Would you please set down the lines of the data from the one containing "of the hiking" to the final line, exactly and only those?

━━━ Exercise inputs ━━━

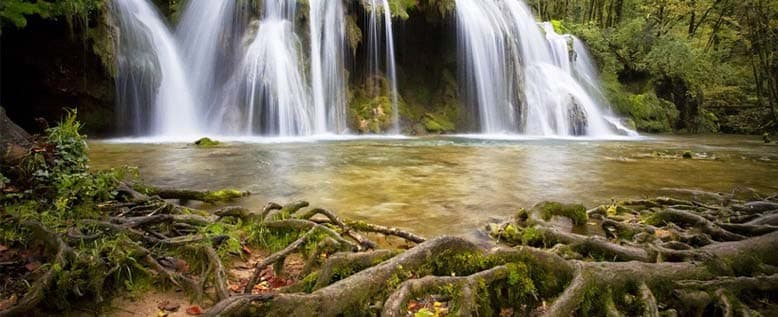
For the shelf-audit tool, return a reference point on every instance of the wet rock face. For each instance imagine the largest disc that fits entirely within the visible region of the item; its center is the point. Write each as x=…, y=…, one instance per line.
x=11, y=136
x=46, y=68
x=577, y=118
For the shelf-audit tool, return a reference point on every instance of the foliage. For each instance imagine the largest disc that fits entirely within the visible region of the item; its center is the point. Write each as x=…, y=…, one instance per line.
x=16, y=12
x=708, y=58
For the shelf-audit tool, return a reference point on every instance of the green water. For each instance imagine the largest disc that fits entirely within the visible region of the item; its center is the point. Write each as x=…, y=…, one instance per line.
x=437, y=186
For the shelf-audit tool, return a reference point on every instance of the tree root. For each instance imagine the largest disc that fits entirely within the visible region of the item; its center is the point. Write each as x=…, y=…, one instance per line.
x=688, y=258
x=685, y=217
x=395, y=305
x=276, y=257
x=367, y=227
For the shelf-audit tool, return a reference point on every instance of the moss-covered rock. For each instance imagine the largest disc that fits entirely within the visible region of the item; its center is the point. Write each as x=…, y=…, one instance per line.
x=574, y=212
x=206, y=143
x=435, y=123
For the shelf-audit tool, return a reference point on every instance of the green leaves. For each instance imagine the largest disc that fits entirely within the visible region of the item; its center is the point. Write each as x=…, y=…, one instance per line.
x=16, y=12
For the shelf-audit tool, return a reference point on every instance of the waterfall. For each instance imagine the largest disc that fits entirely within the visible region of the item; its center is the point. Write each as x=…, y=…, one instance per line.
x=328, y=82
x=152, y=89
x=521, y=80
x=274, y=90
x=374, y=53
x=207, y=35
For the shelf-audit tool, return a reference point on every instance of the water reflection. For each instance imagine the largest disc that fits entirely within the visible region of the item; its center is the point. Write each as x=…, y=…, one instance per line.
x=449, y=185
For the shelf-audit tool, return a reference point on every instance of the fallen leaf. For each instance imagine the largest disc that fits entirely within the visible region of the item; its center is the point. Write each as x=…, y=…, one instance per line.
x=6, y=303
x=182, y=266
x=32, y=266
x=663, y=234
x=413, y=305
x=167, y=306
x=194, y=310
x=236, y=288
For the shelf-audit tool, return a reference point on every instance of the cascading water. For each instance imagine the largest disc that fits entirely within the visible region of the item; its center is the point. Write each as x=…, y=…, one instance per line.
x=374, y=53
x=152, y=88
x=327, y=31
x=207, y=35
x=505, y=57
x=274, y=89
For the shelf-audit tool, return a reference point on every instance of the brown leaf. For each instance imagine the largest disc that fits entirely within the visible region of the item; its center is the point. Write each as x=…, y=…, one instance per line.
x=236, y=288
x=413, y=305
x=172, y=307
x=32, y=266
x=194, y=310
x=182, y=266
x=246, y=250
x=7, y=303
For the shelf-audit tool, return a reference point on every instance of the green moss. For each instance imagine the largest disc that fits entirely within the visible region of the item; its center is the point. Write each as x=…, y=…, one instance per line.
x=531, y=236
x=574, y=212
x=309, y=282
x=435, y=123
x=206, y=143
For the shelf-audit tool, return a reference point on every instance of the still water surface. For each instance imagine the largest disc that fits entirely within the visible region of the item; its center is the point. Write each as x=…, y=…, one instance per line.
x=450, y=185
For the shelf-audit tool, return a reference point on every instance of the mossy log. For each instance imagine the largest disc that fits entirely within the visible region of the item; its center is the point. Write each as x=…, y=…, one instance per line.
x=656, y=257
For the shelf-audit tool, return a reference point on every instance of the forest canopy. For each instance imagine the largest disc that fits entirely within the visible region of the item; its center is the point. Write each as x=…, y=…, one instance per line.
x=694, y=66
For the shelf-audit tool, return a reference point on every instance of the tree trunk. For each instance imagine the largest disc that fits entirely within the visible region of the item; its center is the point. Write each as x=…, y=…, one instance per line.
x=13, y=140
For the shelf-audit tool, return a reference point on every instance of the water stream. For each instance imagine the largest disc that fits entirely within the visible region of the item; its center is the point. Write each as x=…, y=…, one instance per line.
x=450, y=185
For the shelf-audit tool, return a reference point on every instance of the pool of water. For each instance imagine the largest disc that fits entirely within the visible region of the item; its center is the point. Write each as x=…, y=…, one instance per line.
x=449, y=185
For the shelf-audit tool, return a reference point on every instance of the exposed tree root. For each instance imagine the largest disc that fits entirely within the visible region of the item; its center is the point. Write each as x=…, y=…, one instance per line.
x=653, y=257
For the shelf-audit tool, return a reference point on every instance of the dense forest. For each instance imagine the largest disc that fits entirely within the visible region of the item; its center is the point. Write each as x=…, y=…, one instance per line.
x=684, y=66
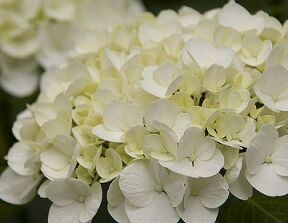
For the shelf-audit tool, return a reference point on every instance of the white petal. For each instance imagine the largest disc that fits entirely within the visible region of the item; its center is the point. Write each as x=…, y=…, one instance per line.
x=120, y=115
x=42, y=189
x=58, y=214
x=241, y=188
x=159, y=210
x=137, y=184
x=64, y=192
x=268, y=182
x=153, y=88
x=20, y=84
x=103, y=133
x=214, y=191
x=54, y=159
x=280, y=157
x=206, y=55
x=92, y=202
x=17, y=189
x=116, y=202
x=118, y=213
x=175, y=188
x=163, y=111
x=261, y=146
x=195, y=212
x=183, y=166
x=23, y=159
x=208, y=168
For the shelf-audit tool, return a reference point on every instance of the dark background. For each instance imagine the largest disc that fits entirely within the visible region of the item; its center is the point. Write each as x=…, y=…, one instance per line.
x=36, y=211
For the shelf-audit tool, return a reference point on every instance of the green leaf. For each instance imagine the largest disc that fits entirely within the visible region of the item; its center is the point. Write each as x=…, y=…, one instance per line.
x=258, y=209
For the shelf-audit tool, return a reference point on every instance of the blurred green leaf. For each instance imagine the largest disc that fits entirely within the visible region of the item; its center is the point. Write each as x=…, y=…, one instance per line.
x=258, y=209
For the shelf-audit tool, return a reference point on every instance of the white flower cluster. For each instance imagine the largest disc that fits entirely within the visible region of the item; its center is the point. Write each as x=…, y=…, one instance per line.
x=45, y=32
x=179, y=110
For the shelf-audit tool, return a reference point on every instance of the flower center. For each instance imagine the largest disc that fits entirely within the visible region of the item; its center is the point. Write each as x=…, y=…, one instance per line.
x=194, y=193
x=268, y=159
x=81, y=199
x=193, y=157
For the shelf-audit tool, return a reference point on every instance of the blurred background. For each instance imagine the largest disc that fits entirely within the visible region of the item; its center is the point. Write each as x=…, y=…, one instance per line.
x=36, y=211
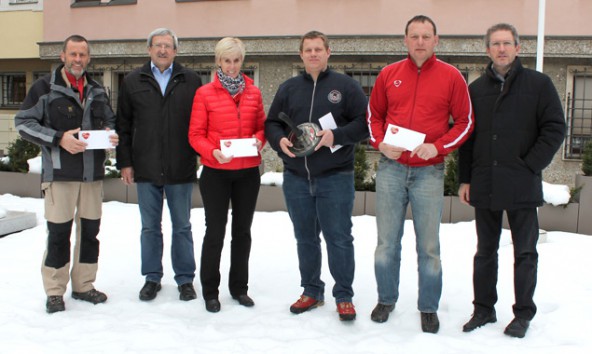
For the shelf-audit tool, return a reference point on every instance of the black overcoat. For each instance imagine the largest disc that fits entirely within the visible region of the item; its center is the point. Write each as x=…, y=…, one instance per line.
x=519, y=126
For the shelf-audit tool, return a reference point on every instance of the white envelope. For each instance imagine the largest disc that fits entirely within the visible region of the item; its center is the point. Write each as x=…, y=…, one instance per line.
x=328, y=123
x=96, y=139
x=403, y=137
x=238, y=147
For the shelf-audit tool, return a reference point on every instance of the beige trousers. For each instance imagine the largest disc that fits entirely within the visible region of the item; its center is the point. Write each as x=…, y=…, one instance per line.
x=63, y=202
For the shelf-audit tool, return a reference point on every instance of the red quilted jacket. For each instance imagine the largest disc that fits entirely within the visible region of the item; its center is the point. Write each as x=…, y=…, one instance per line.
x=216, y=115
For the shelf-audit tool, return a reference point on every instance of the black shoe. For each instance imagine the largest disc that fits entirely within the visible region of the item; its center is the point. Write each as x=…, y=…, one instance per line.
x=187, y=292
x=478, y=320
x=381, y=312
x=517, y=328
x=149, y=290
x=55, y=304
x=430, y=322
x=213, y=305
x=93, y=296
x=244, y=300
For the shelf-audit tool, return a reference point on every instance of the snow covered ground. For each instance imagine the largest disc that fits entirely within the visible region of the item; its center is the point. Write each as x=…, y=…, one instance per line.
x=124, y=324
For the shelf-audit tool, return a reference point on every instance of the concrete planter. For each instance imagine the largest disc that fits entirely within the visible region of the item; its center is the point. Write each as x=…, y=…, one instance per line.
x=370, y=203
x=359, y=203
x=21, y=184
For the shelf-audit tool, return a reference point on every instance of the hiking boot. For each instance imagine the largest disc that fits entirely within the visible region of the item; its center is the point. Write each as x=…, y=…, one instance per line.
x=517, y=328
x=346, y=310
x=244, y=300
x=430, y=322
x=55, y=304
x=93, y=296
x=149, y=290
x=304, y=304
x=186, y=292
x=478, y=320
x=213, y=305
x=381, y=312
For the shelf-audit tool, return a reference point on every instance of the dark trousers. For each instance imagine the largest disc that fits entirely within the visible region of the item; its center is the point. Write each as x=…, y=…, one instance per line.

━━━

*Answer area:*
For the shelf-audit tool, return a reference point on every instance of the hiking boot. For each instance imagine the largest disc that fits entirely within the visible region of the item; its center is the point. Write each as x=…, y=…, one instance per line.
x=517, y=328
x=346, y=310
x=244, y=300
x=430, y=322
x=55, y=304
x=93, y=296
x=149, y=290
x=304, y=304
x=186, y=292
x=478, y=320
x=213, y=305
x=381, y=312
For the shelf-audit tool, return a reference point on every instance of the dark trousers. For each instance imagine the largest disc that fits entirely within the visible region of the item; its center is the point. Write each as x=…, y=…, one instance per line.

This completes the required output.